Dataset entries
******************************

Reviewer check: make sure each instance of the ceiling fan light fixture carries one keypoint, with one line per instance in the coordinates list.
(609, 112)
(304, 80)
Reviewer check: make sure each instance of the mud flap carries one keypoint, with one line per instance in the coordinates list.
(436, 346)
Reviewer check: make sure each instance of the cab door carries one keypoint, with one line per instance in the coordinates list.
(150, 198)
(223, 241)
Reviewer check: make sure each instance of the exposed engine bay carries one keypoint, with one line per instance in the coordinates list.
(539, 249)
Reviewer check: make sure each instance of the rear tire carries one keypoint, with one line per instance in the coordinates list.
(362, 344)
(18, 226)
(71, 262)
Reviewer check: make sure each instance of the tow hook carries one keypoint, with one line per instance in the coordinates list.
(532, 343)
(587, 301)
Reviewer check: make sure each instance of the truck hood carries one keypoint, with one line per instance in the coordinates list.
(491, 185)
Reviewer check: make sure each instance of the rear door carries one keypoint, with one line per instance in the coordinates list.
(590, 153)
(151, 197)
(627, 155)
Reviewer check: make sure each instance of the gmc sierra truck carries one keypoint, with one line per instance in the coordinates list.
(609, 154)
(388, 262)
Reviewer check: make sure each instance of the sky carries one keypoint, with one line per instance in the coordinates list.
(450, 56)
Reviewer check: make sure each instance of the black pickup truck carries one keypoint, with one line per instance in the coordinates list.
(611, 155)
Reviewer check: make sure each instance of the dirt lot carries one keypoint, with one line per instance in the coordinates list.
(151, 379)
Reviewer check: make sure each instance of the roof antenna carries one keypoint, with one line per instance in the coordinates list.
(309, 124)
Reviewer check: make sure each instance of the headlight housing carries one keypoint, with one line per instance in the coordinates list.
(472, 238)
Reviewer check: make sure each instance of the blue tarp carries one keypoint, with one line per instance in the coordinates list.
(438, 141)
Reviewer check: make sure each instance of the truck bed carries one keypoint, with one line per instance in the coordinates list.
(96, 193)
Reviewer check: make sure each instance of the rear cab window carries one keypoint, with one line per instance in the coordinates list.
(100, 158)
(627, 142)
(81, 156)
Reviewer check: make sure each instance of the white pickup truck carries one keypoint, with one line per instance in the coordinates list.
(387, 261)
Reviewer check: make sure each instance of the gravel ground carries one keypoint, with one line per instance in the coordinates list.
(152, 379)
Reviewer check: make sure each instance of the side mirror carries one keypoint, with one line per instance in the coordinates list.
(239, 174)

******************************

● **Your instructions**
Could you output the lines above, exactly as written, from the one containing "Reviewer check: make sure each instance of the truck bed" through the last, with both ends included and no others?

● **Answer for the task**
Reviewer check: make sure each instance of the truck bed carries one keypoint, with one line per instance in the coordinates list.
(96, 193)
Reviewer check: make sure each instance of the rear cab window carries one keypoint, with one line per instance in the coordinates list.
(100, 158)
(627, 142)
(81, 156)
Reviewer check: make sure each instance of the white pickup truck carries one keypoint, with one line per instance in the coordinates list.
(387, 261)
Reviewer check: make sure each instance of the gravel ground carries one keypoint, with one line per instance in the coordinates list.
(152, 379)
Reviewer check: make sure each instance of the side mirror carries one keypoint, with one line per instance in the coordinates list.
(239, 174)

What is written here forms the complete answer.